- _Excerpt provided_:

<<<<

Soft power derives from the attractiveness of an international actor’s political, economic and social model and others’ aspiration to emulate it. China’s success in containing the pandemic domestically and the early availability of its vaccines notwithstanding, few in Europe and its eastern periphery seek to emulate the Chinese model of society. Russia, too, holds little appeal to populations in Europe’s east whose main preoccupations are unemployment, living and governance standards and, in some cases, corruption.  Disinformation, domestic repression and cyberattacks do little to endear the Chinese and Russian regimes to public opinion in Europe.

Some 59 percent of respondents across the Balkans in the latest Balkan Barometer survey consider that EU membership would be a good thing, up from 42 percent in 2014, the baseline year. The benefits of EU membership cited most often are greater prosperity and freedom to travel for work and study. Serbia, where state television regularly presents the EU in a negative light while depicting China and Russia positively, is an outlier, with less than a third favoring EU membership. However, there is growing pessimism in the region about the prospects for joining the EU.

>>>>

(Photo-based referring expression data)
<<<<

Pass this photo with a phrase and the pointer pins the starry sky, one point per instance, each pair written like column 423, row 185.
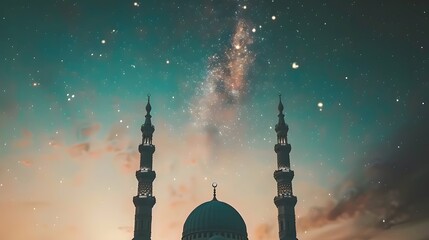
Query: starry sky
column 74, row 80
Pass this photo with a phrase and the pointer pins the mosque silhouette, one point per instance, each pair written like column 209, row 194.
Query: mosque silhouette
column 215, row 220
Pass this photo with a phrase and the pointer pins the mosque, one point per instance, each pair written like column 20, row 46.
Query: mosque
column 215, row 220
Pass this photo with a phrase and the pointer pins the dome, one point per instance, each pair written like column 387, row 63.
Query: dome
column 217, row 237
column 214, row 218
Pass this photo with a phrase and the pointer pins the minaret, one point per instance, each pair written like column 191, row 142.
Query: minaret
column 285, row 200
column 144, row 201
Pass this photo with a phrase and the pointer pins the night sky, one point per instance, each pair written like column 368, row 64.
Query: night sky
column 74, row 80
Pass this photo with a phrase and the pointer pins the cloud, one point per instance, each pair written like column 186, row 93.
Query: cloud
column 88, row 131
column 79, row 149
column 265, row 232
column 384, row 190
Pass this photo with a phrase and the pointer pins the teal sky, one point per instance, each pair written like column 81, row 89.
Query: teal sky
column 74, row 77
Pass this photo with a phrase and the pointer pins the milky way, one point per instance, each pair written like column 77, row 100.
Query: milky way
column 218, row 99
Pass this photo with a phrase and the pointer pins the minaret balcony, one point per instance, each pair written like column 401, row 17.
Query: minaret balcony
column 284, row 175
column 280, row 147
column 147, row 175
column 285, row 200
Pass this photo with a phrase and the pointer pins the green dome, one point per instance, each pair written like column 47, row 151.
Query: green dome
column 214, row 218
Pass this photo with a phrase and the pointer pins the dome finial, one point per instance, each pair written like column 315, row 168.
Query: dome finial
column 214, row 185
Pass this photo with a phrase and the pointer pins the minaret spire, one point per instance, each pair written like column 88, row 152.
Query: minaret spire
column 285, row 200
column 144, row 201
column 214, row 185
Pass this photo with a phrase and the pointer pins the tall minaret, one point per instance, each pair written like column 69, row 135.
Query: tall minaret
column 144, row 201
column 285, row 200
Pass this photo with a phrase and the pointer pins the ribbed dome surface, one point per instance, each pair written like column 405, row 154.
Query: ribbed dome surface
column 214, row 216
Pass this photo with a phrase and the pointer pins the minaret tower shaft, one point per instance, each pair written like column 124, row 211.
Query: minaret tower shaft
column 285, row 200
column 144, row 201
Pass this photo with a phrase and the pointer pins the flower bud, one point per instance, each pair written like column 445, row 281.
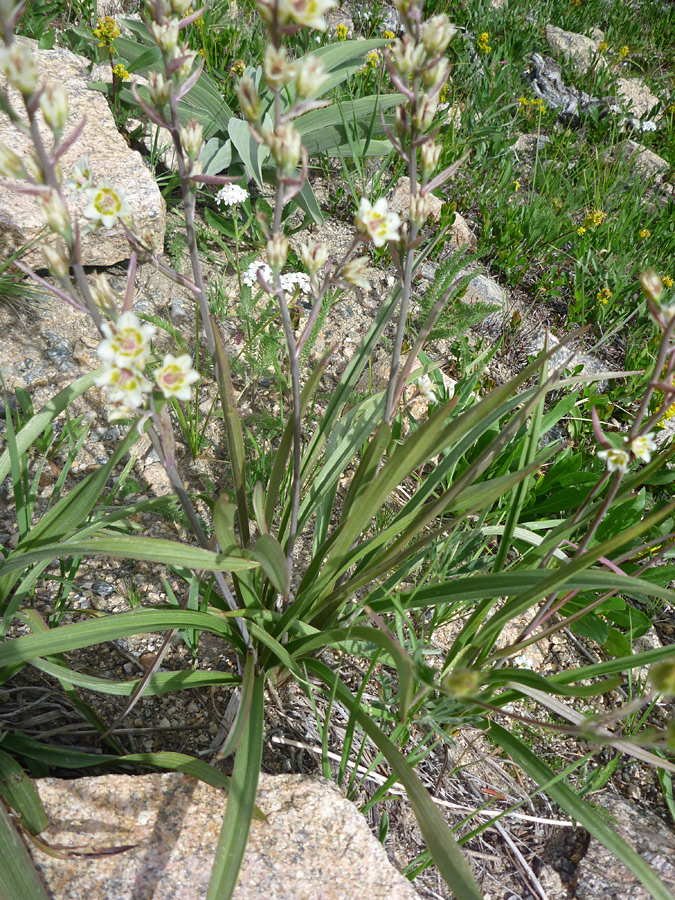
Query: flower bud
column 311, row 76
column 180, row 7
column 314, row 255
column 188, row 56
column 276, row 68
column 420, row 207
column 54, row 211
column 277, row 251
column 55, row 261
column 158, row 89
column 285, row 146
column 18, row 64
column 10, row 164
column 166, row 35
column 436, row 75
column 430, row 154
column 249, row 101
column 191, row 137
column 406, row 54
column 437, row 33
column 54, row 106
column 355, row 272
column 652, row 285
column 401, row 123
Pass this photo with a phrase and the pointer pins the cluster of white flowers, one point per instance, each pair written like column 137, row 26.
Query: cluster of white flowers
column 289, row 280
column 125, row 351
column 641, row 448
column 231, row 195
column 377, row 223
column 426, row 386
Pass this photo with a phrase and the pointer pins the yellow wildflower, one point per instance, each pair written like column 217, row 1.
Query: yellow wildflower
column 595, row 217
column 106, row 31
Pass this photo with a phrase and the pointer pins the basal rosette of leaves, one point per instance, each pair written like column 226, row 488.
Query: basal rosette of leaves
column 467, row 534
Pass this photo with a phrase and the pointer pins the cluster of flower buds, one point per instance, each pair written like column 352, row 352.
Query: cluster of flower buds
column 125, row 351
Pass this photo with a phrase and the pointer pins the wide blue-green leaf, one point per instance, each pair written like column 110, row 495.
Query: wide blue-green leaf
column 241, row 800
column 154, row 550
column 18, row 877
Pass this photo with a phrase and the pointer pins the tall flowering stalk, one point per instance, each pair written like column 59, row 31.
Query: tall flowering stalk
column 125, row 345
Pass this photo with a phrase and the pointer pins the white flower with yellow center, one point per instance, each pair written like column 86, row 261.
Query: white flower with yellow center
column 643, row 447
column 377, row 223
column 127, row 343
column 426, row 386
column 176, row 376
column 107, row 205
column 617, row 460
column 126, row 386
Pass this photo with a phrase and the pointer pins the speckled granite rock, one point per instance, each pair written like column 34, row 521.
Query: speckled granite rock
column 314, row 844
column 109, row 158
column 582, row 51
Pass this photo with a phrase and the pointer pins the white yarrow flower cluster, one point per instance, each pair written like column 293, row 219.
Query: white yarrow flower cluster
column 289, row 280
column 617, row 460
column 125, row 351
column 231, row 195
column 426, row 386
column 377, row 222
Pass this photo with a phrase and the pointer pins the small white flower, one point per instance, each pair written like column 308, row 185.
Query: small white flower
column 250, row 276
column 107, row 205
column 10, row 164
column 126, row 386
column 643, row 447
column 377, row 223
column 311, row 76
column 426, row 386
column 617, row 460
column 176, row 376
column 231, row 194
column 166, row 35
column 127, row 343
column 81, row 177
column 18, row 64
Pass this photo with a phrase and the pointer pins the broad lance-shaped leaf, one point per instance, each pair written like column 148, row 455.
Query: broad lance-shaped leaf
column 18, row 878
column 18, row 791
column 241, row 800
column 126, row 547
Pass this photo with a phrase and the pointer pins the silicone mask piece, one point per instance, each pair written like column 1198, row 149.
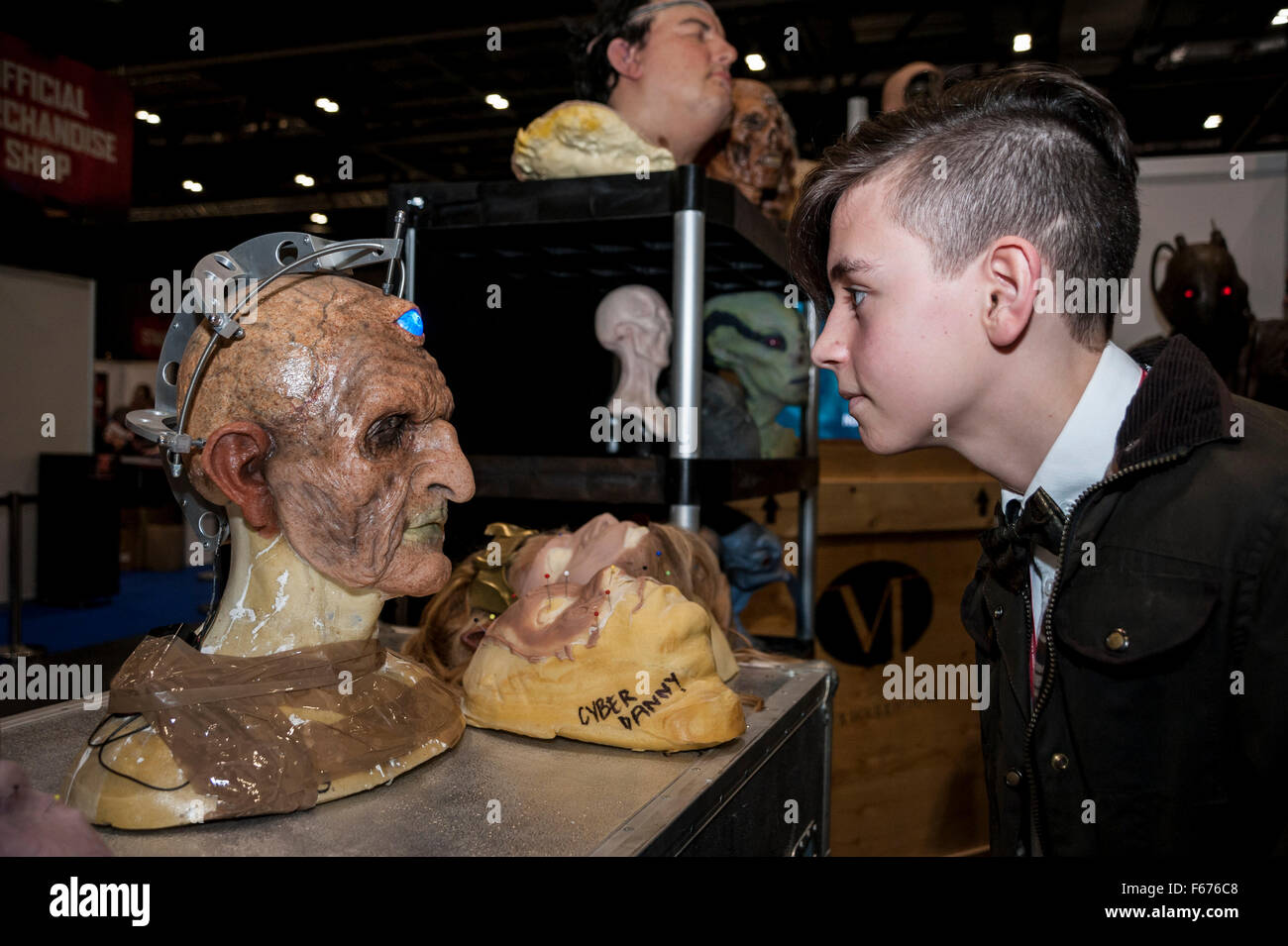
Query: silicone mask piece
column 327, row 441
column 619, row 661
column 584, row 139
column 634, row 322
column 1205, row 299
column 763, row 343
column 760, row 154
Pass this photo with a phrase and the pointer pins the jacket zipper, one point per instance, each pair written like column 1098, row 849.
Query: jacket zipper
column 1048, row 674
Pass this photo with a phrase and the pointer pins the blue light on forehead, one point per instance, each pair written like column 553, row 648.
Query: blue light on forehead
column 411, row 322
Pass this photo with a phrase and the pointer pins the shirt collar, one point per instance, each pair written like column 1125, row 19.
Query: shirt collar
column 1081, row 456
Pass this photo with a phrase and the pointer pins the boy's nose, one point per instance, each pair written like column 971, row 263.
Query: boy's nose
column 829, row 351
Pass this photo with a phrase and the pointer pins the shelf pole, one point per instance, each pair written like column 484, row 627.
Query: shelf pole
column 807, row 527
column 688, row 265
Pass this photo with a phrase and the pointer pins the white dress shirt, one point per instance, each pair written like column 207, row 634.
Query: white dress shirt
column 1080, row 457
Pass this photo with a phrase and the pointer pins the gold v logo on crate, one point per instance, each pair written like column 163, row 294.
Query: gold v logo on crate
column 874, row 613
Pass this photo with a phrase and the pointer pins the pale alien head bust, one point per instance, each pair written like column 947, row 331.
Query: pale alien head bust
column 634, row 322
column 326, row 438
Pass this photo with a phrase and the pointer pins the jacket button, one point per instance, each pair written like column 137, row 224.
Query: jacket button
column 1117, row 640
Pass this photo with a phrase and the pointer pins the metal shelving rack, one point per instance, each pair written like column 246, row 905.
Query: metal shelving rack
column 621, row 229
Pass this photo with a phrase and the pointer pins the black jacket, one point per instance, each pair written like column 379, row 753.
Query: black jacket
column 1162, row 721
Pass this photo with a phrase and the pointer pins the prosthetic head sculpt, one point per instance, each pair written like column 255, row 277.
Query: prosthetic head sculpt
column 329, row 424
column 1205, row 299
column 321, row 428
column 761, row 150
column 760, row 340
column 634, row 322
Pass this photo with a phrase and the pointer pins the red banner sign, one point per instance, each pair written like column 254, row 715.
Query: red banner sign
column 65, row 132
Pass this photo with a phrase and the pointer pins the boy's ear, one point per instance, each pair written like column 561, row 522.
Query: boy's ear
column 625, row 58
column 1012, row 270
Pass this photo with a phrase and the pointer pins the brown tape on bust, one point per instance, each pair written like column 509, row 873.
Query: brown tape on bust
column 262, row 734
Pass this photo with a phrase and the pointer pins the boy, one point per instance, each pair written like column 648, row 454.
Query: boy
column 1132, row 601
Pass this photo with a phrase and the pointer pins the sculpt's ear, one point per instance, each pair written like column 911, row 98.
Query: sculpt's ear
column 233, row 459
column 625, row 58
column 1010, row 274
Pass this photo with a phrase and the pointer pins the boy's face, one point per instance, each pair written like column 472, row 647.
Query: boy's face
column 901, row 340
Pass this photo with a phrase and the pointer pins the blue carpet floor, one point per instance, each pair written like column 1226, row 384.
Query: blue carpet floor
column 147, row 600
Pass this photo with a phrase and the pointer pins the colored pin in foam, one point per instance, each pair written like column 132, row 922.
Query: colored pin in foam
column 412, row 323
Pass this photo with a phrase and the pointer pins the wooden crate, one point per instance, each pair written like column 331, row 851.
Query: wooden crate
column 897, row 549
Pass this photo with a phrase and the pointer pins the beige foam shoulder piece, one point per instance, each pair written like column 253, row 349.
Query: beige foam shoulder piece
column 652, row 679
column 106, row 798
column 583, row 139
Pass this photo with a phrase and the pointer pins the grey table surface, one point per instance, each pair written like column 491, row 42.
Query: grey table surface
column 555, row 796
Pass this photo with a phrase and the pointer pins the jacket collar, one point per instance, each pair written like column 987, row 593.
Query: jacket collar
column 1181, row 403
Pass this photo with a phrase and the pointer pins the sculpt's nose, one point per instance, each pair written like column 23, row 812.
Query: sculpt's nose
column 447, row 470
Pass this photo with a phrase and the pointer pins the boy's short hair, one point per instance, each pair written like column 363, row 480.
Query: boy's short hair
column 593, row 76
column 1030, row 151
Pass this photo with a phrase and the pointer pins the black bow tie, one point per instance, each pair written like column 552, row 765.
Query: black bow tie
column 1009, row 543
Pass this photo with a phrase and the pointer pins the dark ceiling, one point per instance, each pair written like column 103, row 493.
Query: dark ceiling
column 240, row 116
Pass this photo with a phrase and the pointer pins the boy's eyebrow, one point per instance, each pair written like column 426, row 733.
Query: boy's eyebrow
column 849, row 265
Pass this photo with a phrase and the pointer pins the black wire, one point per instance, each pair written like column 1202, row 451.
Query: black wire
column 114, row 738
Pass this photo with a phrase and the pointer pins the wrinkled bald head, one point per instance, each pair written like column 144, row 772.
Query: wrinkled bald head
column 329, row 421
column 634, row 322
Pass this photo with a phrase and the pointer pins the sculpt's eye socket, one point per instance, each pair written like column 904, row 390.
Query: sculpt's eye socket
column 387, row 433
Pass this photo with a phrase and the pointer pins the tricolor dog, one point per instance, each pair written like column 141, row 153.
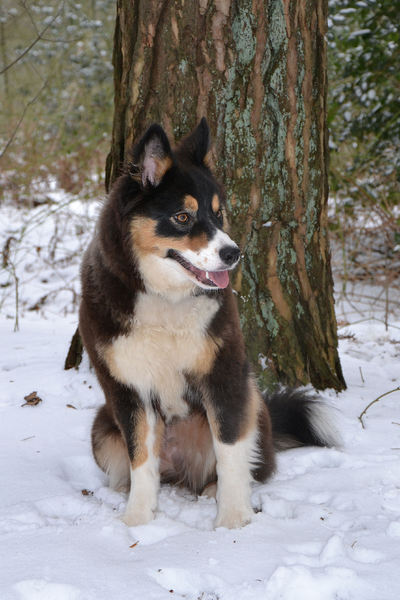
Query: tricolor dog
column 160, row 324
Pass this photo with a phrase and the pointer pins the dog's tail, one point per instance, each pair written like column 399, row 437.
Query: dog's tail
column 300, row 419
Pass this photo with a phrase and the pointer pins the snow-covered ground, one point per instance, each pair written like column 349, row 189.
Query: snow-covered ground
column 328, row 523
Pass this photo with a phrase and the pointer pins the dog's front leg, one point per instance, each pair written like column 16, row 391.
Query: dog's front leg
column 142, row 429
column 233, row 422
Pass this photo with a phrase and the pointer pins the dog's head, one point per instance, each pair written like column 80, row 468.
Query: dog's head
column 176, row 215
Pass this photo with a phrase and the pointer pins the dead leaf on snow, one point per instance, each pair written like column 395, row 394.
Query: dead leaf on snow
column 32, row 399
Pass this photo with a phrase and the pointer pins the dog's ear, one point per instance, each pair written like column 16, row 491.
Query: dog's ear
column 196, row 145
column 152, row 157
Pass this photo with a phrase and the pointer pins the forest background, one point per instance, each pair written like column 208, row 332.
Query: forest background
column 56, row 86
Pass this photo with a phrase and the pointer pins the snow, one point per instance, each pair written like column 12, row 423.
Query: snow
column 326, row 527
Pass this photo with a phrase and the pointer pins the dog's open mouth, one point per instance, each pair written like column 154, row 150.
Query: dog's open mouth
column 219, row 279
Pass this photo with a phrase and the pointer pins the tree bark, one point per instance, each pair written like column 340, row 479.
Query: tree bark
column 258, row 71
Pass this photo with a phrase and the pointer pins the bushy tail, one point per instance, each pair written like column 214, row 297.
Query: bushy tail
column 300, row 419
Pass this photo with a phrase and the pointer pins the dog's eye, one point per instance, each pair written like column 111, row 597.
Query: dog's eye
column 182, row 218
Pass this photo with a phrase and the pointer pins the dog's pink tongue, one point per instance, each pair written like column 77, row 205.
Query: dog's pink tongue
column 220, row 278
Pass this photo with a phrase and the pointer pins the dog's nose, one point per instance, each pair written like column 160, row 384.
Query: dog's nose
column 229, row 254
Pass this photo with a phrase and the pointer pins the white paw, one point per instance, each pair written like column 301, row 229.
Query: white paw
column 138, row 516
column 234, row 517
column 210, row 491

>>>>

- _Tasks to perform_:
1. Repeat the soft power passage between "Soft power derives" and "opinion in Europe.", inclusive.
2. According to the soft power passage, what percentage of Balkan respondents considered EU membership a good thing in 2014?
3. Say whether each statement agrees with the soft power passage, answering yes or no and quoting the words that decide it.
(a) Freedom to travel for work and study is among the most often cited benefits of EU membership.
(b) More than half of respondents in Serbia favor EU membership.
(c) Optimism about the prospects for joining the EU is growing in the region.
You can leave the entries aside; they aren't needed here.

- _Results for each task_:
1.
Soft power derives from the attractiveness of an international actor’s political, economic and social model and others’ aspiration to emulate it. China’s success in containing the pandemic domestically and the early availability of its vaccines notwithstanding, few in Europe and its eastern periphery seek to emulate the Chinese model of society. Russia, too, holds little appeal to populations in Europe’s east whose main preoccupations are unemployment, living and governance standards and, in some cases, corruption.  Disinformation, domestic repression and cyberattacks do little to endear the Chinese and Russian regimes to public opinion in Europe.

2. 42 percent

3.
(a) Yes: "The benefits of EU membership cited most often are greater prosperity and freedom to travel for work and study."
(b) No: "with less than a third favoring EU membership."
(c) No: "there is growing pessimism in the region about the prospects for joining the EU."